# EXERCISE OBJECTIVE
Return only those lines of the records below in which "bracelet" appears.

*** DATA FOR THIS EXERCISE ***

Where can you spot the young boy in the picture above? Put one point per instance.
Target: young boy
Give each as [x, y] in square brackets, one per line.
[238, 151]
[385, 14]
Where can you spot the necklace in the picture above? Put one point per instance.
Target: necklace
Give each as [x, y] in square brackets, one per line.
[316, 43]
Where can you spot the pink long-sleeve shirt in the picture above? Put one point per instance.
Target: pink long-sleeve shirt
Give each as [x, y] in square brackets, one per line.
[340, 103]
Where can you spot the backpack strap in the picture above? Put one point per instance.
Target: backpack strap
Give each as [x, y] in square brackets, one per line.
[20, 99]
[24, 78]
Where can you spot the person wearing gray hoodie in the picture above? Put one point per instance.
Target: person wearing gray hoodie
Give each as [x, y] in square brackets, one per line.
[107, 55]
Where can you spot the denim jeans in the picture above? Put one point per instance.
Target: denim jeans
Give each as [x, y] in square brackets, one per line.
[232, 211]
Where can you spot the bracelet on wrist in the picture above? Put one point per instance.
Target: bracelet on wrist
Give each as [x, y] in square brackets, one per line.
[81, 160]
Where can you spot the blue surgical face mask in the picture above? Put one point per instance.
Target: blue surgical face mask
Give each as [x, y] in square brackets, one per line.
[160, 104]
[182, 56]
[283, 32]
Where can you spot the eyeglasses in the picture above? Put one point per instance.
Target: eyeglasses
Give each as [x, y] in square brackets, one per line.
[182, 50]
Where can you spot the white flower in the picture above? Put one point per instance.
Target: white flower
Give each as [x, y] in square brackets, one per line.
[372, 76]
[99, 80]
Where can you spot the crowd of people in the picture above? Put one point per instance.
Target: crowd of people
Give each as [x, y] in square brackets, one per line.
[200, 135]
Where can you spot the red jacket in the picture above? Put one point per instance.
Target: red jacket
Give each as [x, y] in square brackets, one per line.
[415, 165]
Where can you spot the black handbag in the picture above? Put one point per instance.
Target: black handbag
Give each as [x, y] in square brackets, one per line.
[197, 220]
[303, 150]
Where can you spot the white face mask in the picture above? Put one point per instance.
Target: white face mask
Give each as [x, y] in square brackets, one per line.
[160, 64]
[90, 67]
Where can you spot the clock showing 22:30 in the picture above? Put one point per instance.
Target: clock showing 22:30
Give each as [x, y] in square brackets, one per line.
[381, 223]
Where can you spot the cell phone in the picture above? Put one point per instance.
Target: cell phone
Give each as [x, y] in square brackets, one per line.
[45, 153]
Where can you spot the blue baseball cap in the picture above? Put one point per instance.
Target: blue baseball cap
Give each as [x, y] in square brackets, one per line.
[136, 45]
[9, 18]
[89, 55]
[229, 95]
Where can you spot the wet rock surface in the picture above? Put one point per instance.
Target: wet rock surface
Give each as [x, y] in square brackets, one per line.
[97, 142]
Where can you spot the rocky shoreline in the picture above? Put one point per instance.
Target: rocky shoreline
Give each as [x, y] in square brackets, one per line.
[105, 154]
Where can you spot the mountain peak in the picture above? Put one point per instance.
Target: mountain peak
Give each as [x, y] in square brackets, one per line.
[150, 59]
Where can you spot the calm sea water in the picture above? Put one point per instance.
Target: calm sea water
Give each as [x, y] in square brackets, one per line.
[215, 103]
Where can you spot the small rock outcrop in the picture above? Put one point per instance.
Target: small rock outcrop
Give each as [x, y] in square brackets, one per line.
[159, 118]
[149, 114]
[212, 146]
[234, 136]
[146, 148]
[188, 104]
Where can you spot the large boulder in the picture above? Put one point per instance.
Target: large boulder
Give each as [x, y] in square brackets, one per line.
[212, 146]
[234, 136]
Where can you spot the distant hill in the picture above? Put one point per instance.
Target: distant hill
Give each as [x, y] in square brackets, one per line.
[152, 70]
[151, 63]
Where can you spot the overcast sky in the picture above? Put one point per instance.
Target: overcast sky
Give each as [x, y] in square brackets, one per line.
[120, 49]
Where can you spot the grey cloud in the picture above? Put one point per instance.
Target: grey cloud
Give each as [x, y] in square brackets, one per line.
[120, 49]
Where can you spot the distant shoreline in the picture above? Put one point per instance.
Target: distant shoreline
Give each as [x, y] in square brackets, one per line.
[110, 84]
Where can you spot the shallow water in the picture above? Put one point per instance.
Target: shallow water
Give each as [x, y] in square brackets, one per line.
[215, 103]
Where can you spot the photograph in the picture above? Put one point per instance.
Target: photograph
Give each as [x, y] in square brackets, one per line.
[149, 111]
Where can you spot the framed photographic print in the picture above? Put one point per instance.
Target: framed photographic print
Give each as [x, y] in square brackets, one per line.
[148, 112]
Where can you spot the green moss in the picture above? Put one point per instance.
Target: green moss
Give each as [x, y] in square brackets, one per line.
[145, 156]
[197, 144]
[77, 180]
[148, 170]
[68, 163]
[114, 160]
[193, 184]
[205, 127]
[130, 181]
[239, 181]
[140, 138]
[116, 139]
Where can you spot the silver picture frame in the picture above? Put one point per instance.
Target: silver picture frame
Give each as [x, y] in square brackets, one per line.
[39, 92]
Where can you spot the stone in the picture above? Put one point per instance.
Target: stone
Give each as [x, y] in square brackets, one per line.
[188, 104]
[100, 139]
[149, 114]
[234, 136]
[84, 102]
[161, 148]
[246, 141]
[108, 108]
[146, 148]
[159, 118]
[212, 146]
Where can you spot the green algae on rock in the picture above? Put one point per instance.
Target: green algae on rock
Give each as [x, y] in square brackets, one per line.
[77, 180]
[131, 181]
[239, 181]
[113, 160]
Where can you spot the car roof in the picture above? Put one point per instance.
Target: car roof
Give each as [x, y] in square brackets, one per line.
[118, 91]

*** End of DATA FOR THIS EXERCISE ***

# ANSWER TO THE PROBLEM
Where can you spot the bracelet on wrist in the picture above? Put one point per instance.
Target: bracelet on wrist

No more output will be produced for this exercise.